FRAGMENT DOKUMENTU:
Skąd Pan ma te meteoryty, czy może Pan ukradł je z NASA?

Nie ukradłem ich z NASA, ponieważ NASA dobrze pilnuje swoich meteorytów [śmiech]. Jeżdżę po świecie i kolekcjonuję meteoryty. Robię to, co każdy kolekcjoner, czyli staram się znaleźć jak najciekawsze meteoryty.

Gdzie można znaleźć najwięcej kolekcjonerów?

Są kraje, które mają bardzo dużo członków w swoich towarzystwach meteorytowych. Na przykład w Polsce istnieje Polskie Towarzystwo Meteorytowe, które jest jednym z dwóch towarzystw meteorytowych w Europie. Nie jest to jednak coś powszechnego. Nasze towarzystwo w tym roku obchodzi 21. urodziny. Dzisiaj zrzesza ponad 160 osób, a zaczynało zaledwie od dwóch osób.

Co trzeba zrobić, żeby zostać członkiem takiego towarzystwa?

POLECENIE A: Proszę przytoczyć dosłownie fragment wywiadu o meteorytach od słów „Nie ukradłem ich” aż do słów „członkiem takiego towarzystwa?” włącznie.
POLECENIE B:
Na podstawie wywiadu o meteorytach proszę odpowiedzieć na poniższe pytania:
(i) Dlaczego rozmówca nie ukradł meteorytów z NASA?
(ii) Ile osób zrzesza dziś Polskie Towarzystwo Meteorytowe?
(iii) Od ilu osób to towarzystwo zaczynało?

POZYCJE:
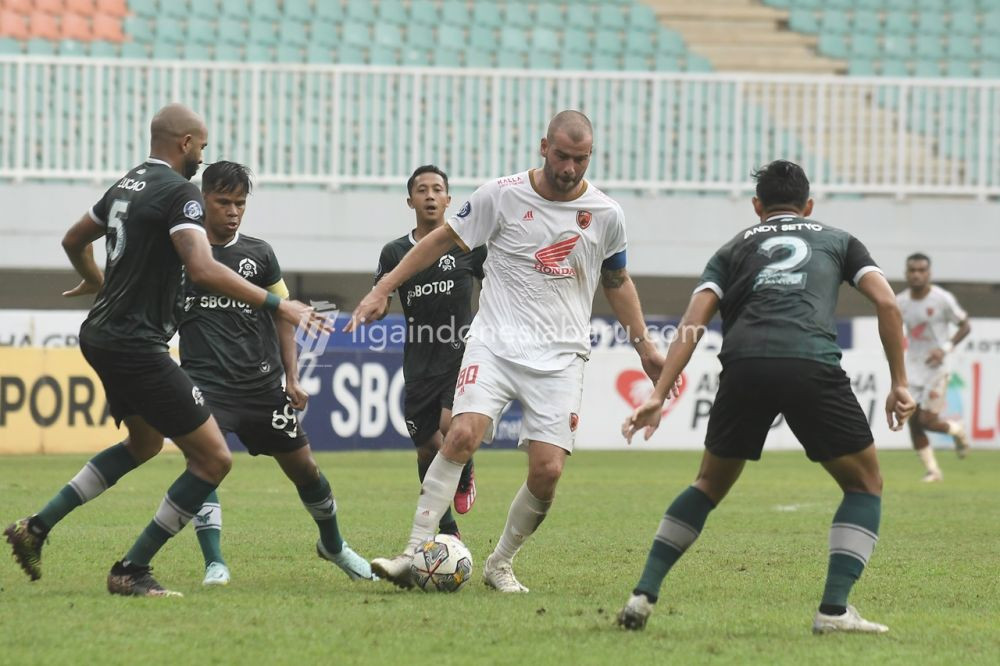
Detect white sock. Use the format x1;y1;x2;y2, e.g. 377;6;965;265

--

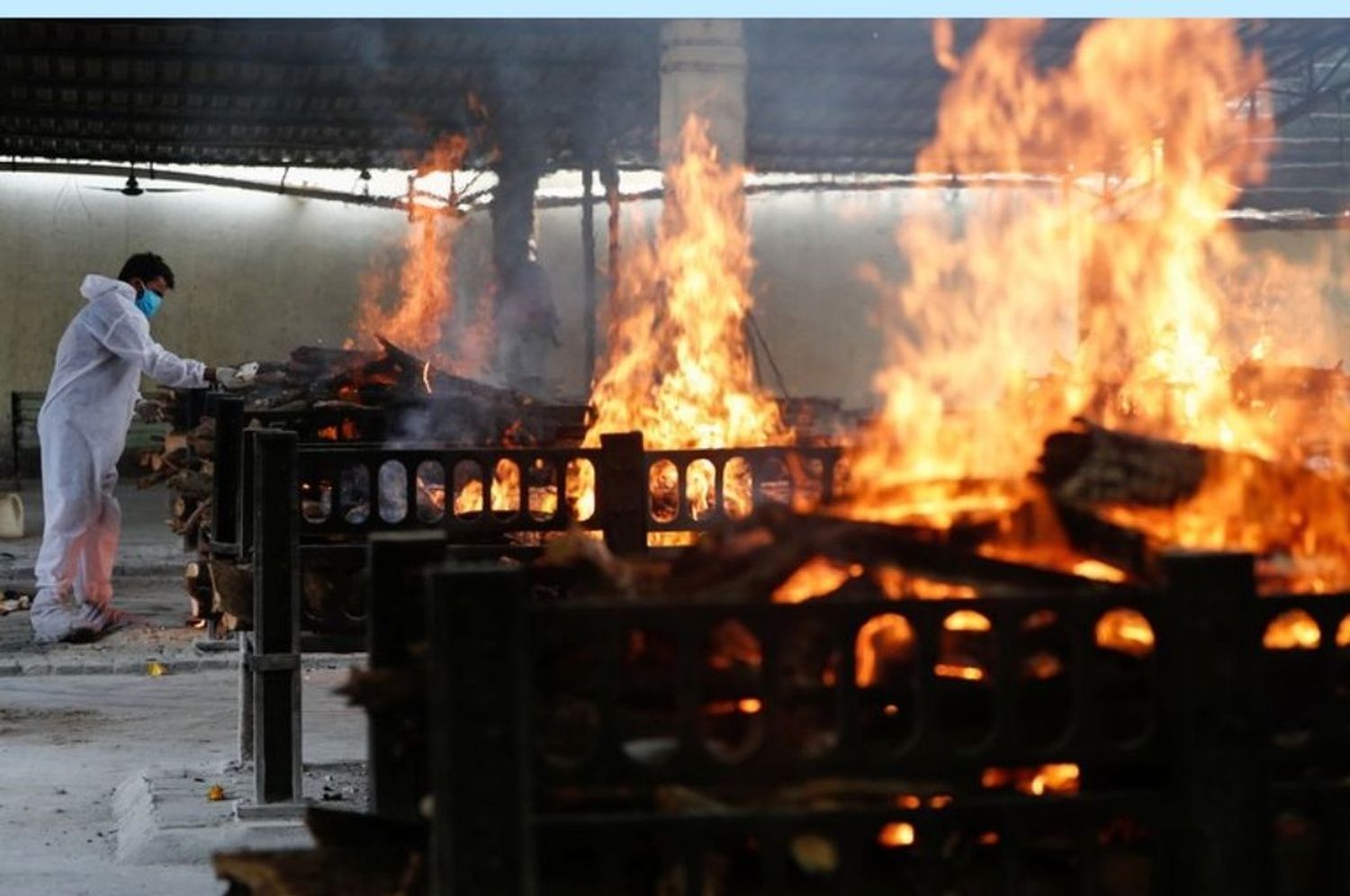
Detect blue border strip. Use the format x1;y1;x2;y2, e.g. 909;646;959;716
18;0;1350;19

WYNIK ĆWICZENIA A:
Nie ukradłem ich z NASA, ponieważ NASA dobrze pilnuje swoich meteorytów [śmiech]. Jeżdżę po świecie i kolekcjonuję meteoryty. Robię to, co każdy kolekcjoner, czyli staram się znaleźć jak najciekawsze meteoryty.

Gdzie można znaleźć najwięcej kolekcjonerów?

Są kraje, które mają bardzo dużo członków w swoich towarzystwach meteorytowych. Na przykład w Polsce istnieje Polskie Towarzystwo Meteorytowe, które jest jednym z dwóch towarzystw meteorytowych w Europie. Nie jest to jednak coś powszechnego. Nasze towarzystwo w tym roku obchodzi 21. urodziny. Dzisiaj zrzesza ponad 160 osób, a zaczynało zaledwie od dwóch osób.

Co trzeba zrobić, żeby zostać członkiem takiego towarzystwa?

WYNIK ĆWICZENIA B:
(i) Ponieważ NASA dobrze pilnuje swoich meteorytów.
(ii) Ponad 160 osób.
(iii) Od dwóch osób.